>> Begin SUPPLIED RECORDS

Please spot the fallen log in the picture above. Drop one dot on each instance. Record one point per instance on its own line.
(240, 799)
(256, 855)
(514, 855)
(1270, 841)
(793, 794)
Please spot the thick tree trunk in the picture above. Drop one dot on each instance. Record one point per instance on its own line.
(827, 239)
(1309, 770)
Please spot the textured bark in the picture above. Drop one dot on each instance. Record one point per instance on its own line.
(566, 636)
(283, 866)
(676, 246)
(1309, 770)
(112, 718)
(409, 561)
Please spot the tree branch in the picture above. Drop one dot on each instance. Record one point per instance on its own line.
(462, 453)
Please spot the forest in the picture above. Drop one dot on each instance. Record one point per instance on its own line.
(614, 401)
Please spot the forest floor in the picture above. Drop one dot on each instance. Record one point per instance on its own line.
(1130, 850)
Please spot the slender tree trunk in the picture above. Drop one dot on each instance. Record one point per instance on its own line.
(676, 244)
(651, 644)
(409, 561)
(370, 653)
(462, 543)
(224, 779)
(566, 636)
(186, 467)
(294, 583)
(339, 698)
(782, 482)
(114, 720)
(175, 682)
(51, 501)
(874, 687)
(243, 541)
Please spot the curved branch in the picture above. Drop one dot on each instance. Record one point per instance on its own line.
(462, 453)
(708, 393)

>> End SUPPLIED RECORDS

▸ WHAT IS NEEDED: Print the items above verbatim, starting at the line that contains "Please spot the textured" and continuing through the final line of the items.

▸ PROBLEM SOLUTION:
Please spot the textured bark in the picture above. Drop one dot on each instance. Record one point per instance on its own line.
(566, 636)
(283, 866)
(676, 246)
(1309, 770)
(112, 718)
(409, 561)
Please spot the tree branch in the picture above. Drop one dot on each instance. Record one point per instance on its own line.
(462, 453)
Please spot the forest in the picture above. Drop one dot on each instance. Record one point per instance on its own line.
(614, 401)
Please spot the forest floor in the picture above. Drop one dot on each instance. Record one point per instance on its own line.
(1130, 850)
Please spot the slender tree trunk in the picture above. Drop one dot on each instance. Record one point per instance on its own line.
(676, 244)
(651, 644)
(409, 561)
(370, 653)
(462, 543)
(224, 779)
(566, 636)
(186, 467)
(294, 583)
(339, 698)
(782, 482)
(114, 720)
(175, 682)
(51, 501)
(874, 687)
(243, 541)
Please spot the curved branch in the picture above. Drop one dot on each instance. Record one point per instance on its own line.
(462, 453)
(708, 393)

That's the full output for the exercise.